### TASK STATEMENT
Every line from the one with "find cyclist's leg" to the one with "find cyclist |", including those two, is to be copied exactly; all other lines of the entries below are left out.

Records from a dataset
● ● ●
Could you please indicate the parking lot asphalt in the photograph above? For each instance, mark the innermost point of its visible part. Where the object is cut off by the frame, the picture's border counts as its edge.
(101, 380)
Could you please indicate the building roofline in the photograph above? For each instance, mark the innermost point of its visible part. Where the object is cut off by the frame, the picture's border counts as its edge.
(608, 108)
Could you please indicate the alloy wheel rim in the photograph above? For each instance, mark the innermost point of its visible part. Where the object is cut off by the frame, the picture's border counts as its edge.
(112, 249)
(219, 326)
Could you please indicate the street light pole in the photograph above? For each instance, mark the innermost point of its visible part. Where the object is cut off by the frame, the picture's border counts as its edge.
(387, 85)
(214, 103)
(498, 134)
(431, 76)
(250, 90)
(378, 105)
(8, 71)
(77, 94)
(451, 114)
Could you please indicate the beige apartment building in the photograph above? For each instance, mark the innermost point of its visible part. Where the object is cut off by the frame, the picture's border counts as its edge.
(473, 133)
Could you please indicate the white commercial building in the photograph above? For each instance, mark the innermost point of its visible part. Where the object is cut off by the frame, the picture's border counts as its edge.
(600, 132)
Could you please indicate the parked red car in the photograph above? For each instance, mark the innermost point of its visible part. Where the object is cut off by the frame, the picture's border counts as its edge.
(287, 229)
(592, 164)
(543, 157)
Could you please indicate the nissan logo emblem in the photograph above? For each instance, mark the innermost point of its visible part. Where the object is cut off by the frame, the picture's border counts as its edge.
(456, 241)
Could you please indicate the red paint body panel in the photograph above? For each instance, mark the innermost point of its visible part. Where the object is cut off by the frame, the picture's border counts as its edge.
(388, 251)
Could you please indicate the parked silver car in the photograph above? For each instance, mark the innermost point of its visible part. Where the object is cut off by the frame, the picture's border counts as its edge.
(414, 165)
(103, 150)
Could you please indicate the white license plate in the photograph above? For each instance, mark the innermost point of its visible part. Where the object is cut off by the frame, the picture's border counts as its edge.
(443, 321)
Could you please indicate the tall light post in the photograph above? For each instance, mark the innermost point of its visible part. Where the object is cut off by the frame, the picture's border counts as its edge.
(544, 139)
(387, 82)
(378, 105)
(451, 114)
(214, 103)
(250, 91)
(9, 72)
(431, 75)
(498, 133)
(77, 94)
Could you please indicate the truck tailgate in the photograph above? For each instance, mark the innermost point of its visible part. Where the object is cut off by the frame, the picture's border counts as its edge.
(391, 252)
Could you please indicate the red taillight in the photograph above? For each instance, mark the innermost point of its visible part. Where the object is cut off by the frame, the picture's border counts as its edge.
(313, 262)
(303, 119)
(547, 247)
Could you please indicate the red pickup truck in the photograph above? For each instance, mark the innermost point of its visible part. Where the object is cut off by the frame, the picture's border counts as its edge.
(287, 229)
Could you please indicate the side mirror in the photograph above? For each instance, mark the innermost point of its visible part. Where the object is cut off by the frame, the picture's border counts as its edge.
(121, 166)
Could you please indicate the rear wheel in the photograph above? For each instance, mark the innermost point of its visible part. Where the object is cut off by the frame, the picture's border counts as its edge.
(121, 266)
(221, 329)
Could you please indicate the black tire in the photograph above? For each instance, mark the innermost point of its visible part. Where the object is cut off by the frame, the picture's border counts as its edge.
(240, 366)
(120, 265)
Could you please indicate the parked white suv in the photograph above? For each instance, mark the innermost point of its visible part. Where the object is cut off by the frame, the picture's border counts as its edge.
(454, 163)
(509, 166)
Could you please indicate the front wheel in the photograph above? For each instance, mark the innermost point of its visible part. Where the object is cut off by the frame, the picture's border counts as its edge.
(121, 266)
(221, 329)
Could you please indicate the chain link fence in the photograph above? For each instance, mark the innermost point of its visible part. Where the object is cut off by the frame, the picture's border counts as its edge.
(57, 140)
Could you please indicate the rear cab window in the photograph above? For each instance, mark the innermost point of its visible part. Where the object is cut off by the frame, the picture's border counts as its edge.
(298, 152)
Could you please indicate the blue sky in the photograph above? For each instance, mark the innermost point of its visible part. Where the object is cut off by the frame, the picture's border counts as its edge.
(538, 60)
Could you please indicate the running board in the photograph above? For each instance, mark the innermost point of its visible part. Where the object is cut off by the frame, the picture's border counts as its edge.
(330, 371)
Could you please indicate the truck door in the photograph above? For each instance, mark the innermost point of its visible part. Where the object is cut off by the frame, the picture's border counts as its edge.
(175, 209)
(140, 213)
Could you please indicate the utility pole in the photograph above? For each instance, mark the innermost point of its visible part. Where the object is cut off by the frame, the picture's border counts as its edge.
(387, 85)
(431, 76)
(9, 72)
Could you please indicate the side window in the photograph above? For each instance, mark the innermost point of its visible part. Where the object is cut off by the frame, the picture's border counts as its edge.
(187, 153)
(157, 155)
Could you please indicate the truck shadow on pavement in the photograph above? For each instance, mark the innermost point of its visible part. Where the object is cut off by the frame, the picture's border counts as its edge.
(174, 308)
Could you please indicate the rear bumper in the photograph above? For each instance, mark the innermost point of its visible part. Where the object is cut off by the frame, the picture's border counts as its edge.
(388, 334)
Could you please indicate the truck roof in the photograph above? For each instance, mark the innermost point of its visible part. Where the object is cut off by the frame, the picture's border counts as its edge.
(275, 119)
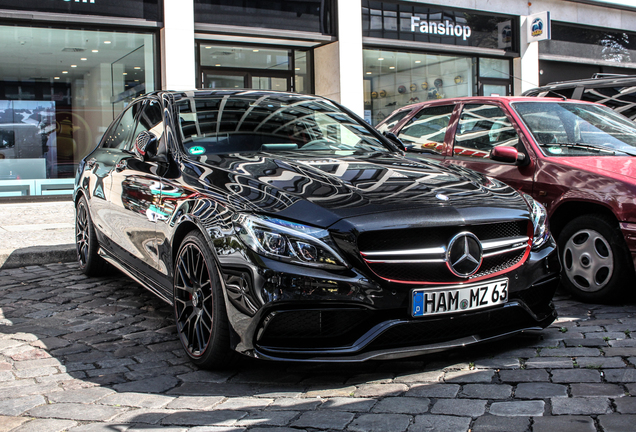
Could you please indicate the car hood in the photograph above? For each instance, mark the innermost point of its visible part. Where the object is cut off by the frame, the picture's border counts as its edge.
(326, 188)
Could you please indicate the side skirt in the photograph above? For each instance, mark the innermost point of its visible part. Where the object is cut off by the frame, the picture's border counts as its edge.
(143, 281)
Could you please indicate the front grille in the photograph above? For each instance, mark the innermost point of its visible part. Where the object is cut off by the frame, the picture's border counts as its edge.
(497, 263)
(435, 236)
(382, 251)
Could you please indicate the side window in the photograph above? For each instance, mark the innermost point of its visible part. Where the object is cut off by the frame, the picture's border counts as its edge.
(427, 129)
(482, 127)
(150, 119)
(392, 121)
(120, 136)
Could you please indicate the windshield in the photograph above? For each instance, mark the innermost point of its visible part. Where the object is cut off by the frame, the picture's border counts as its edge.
(257, 122)
(576, 129)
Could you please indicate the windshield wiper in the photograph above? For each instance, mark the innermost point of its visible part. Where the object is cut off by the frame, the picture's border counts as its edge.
(598, 147)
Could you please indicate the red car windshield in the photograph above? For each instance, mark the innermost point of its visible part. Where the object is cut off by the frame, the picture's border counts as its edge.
(576, 129)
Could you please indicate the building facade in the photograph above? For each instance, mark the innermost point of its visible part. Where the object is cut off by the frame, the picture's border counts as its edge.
(70, 66)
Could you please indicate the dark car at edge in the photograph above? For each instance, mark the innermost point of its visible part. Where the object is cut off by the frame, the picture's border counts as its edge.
(281, 226)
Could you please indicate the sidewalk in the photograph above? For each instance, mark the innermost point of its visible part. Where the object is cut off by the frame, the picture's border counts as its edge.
(36, 233)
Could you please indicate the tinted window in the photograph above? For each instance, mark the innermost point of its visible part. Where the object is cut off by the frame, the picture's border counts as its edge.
(263, 122)
(120, 136)
(482, 127)
(570, 129)
(426, 130)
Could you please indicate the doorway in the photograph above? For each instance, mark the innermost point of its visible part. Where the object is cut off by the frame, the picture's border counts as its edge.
(257, 79)
(254, 67)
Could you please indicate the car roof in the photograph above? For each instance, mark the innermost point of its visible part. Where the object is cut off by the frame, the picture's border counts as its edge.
(483, 99)
(233, 92)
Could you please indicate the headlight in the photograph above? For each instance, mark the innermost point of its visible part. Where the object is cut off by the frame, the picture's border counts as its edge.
(288, 241)
(539, 221)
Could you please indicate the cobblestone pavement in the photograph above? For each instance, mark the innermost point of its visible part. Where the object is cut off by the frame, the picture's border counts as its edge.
(87, 354)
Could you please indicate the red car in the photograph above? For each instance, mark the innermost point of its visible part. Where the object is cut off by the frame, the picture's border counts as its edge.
(577, 158)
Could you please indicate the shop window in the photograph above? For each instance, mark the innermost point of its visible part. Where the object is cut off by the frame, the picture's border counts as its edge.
(393, 120)
(593, 43)
(482, 127)
(427, 129)
(305, 15)
(59, 91)
(254, 67)
(396, 79)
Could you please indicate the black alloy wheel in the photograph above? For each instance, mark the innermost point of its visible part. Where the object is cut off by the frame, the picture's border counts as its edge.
(86, 245)
(199, 308)
(596, 263)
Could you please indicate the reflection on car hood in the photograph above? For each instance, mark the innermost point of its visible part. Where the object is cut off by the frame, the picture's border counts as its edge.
(327, 188)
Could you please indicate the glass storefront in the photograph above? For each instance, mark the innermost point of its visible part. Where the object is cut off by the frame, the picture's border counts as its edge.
(437, 24)
(576, 52)
(59, 90)
(254, 67)
(610, 46)
(304, 15)
(394, 79)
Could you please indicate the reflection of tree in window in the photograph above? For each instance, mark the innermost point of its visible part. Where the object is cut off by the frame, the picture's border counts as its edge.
(482, 127)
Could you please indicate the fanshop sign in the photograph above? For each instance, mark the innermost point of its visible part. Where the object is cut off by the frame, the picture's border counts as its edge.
(141, 9)
(446, 28)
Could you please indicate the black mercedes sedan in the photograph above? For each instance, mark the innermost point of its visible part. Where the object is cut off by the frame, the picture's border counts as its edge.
(283, 227)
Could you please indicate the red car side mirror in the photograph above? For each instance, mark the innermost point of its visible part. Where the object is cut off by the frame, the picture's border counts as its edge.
(506, 154)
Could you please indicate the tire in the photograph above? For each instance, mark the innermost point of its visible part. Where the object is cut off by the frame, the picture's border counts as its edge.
(595, 259)
(86, 244)
(199, 305)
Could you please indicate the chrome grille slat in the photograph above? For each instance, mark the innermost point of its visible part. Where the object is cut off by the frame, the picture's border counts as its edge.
(504, 245)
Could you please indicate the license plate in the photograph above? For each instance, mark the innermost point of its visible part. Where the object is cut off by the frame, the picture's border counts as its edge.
(459, 298)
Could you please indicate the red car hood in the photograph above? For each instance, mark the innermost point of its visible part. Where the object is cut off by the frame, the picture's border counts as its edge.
(617, 167)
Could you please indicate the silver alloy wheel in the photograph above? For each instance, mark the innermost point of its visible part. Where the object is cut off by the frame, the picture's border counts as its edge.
(588, 260)
(82, 234)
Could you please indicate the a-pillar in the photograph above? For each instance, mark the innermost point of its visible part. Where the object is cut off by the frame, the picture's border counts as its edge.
(526, 67)
(177, 45)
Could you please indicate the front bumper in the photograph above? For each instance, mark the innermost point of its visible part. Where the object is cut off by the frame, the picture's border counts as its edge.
(285, 312)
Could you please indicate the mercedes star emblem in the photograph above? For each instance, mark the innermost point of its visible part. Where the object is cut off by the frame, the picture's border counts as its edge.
(464, 254)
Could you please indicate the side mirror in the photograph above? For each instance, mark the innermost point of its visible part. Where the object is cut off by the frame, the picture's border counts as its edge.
(145, 146)
(506, 154)
(391, 136)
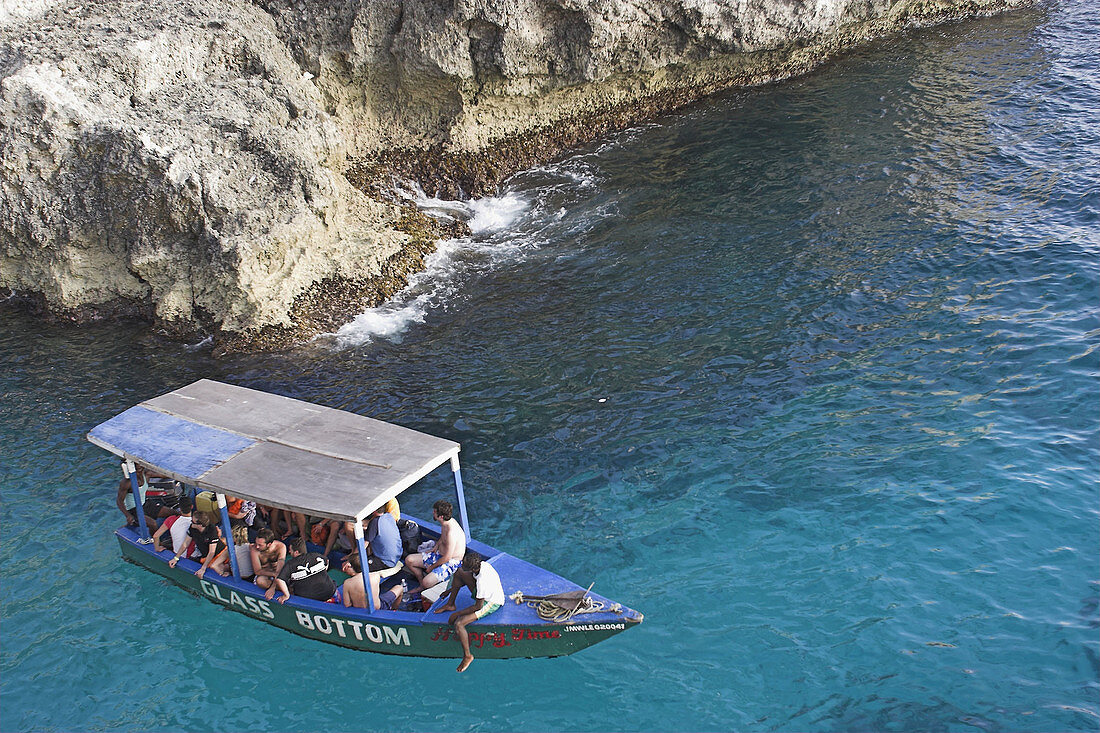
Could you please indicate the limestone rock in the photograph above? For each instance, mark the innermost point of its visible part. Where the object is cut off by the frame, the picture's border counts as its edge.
(188, 160)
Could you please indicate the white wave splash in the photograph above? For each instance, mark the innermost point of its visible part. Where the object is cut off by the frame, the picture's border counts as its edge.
(502, 228)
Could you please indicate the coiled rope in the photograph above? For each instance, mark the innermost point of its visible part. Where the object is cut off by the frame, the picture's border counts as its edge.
(559, 608)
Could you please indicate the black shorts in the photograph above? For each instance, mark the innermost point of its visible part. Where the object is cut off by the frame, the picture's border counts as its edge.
(376, 565)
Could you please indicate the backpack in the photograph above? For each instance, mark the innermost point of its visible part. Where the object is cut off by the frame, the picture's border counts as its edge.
(410, 535)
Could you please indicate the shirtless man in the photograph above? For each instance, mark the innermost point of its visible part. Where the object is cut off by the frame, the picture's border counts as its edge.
(352, 590)
(439, 565)
(267, 557)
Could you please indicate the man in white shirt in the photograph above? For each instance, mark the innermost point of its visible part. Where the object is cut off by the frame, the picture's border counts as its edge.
(484, 584)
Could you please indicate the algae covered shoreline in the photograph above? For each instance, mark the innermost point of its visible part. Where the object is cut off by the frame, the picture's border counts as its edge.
(229, 170)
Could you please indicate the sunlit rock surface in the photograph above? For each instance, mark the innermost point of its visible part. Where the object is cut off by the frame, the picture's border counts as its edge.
(222, 166)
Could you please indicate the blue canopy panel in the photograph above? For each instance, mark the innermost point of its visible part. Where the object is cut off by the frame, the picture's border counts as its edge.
(174, 445)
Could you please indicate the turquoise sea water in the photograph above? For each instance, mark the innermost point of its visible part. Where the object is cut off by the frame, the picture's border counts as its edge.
(807, 374)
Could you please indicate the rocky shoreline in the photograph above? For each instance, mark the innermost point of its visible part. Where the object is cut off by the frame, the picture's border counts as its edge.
(228, 168)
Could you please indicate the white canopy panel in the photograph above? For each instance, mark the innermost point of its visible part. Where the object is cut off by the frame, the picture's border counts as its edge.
(274, 450)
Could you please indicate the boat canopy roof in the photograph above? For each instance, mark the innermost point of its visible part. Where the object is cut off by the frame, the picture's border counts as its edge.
(274, 450)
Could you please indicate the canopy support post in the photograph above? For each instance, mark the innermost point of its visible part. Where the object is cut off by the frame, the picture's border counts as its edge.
(364, 561)
(228, 532)
(131, 472)
(460, 495)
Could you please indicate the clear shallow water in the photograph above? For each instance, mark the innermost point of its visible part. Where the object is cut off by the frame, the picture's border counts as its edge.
(807, 374)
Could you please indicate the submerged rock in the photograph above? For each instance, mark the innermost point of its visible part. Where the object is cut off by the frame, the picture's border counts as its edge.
(227, 166)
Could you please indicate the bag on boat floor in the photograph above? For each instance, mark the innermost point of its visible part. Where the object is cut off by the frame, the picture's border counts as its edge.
(205, 501)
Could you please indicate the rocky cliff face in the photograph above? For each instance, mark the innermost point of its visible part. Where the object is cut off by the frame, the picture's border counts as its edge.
(222, 166)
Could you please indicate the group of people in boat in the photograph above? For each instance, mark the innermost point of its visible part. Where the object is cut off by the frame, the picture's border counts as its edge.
(284, 565)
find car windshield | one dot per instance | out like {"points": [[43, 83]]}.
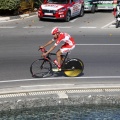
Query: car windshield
{"points": [[58, 1]]}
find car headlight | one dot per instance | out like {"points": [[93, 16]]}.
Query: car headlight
{"points": [[62, 10]]}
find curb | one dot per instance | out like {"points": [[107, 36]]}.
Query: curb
{"points": [[17, 17]]}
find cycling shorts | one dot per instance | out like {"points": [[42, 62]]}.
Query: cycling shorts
{"points": [[66, 48]]}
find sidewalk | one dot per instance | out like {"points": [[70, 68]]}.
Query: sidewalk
{"points": [[7, 18]]}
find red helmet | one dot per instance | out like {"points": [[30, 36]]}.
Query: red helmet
{"points": [[55, 30]]}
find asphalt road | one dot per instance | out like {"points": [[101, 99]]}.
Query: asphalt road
{"points": [[97, 45]]}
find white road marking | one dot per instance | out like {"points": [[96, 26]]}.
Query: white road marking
{"points": [[73, 20], [65, 26], [99, 44], [47, 85], [87, 27], [57, 78], [108, 24], [33, 27]]}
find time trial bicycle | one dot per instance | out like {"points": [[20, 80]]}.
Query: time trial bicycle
{"points": [[71, 67]]}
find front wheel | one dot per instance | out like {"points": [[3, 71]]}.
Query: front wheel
{"points": [[68, 16], [117, 24], [40, 68], [73, 67], [81, 14]]}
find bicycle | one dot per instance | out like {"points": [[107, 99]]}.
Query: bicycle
{"points": [[71, 67]]}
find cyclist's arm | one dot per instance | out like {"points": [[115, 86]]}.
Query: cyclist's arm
{"points": [[52, 48], [48, 43]]}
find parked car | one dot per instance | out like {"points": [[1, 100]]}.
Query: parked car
{"points": [[61, 9], [90, 6]]}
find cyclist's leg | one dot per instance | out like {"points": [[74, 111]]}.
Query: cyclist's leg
{"points": [[58, 54]]}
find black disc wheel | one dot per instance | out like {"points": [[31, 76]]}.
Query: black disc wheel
{"points": [[73, 67], [68, 16], [117, 24], [40, 68]]}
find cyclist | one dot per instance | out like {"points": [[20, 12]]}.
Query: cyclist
{"points": [[118, 10], [58, 36]]}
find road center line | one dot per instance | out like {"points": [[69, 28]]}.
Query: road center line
{"points": [[99, 44], [56, 78], [108, 24]]}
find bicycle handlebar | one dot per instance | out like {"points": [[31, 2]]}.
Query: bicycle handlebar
{"points": [[42, 50]]}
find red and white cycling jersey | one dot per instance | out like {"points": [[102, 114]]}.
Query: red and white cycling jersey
{"points": [[65, 37], [69, 42]]}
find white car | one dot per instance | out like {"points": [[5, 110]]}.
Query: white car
{"points": [[61, 9]]}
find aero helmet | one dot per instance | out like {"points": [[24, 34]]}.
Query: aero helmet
{"points": [[55, 30]]}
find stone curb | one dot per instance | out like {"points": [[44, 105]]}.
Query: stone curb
{"points": [[17, 17]]}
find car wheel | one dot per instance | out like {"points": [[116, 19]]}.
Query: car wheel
{"points": [[40, 19], [93, 9], [68, 16], [81, 12]]}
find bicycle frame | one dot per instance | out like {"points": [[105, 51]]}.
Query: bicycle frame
{"points": [[49, 58]]}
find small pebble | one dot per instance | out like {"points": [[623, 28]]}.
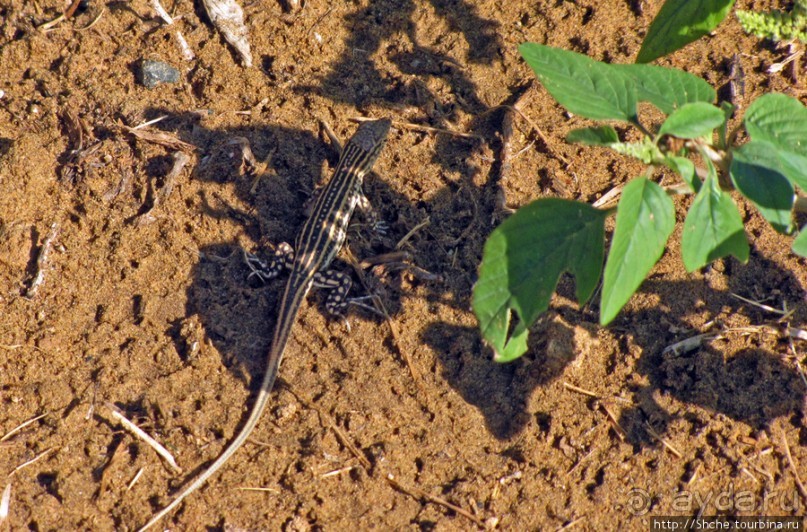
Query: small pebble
{"points": [[152, 73]]}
● ● ●
### FINISHED EXERCISE
find cyclist's leg | one dot per instance | out like {"points": [[74, 111]]}.
Query: cyclist's leg
{"points": [[58, 54]]}
find black disc wheel | one dot per instance | out like {"points": [[31, 76]]}.
Query: black disc wheel
{"points": [[73, 67], [68, 16], [117, 24], [40, 68]]}
find cyclist | one dot per instance | out like {"points": [[20, 12]]}.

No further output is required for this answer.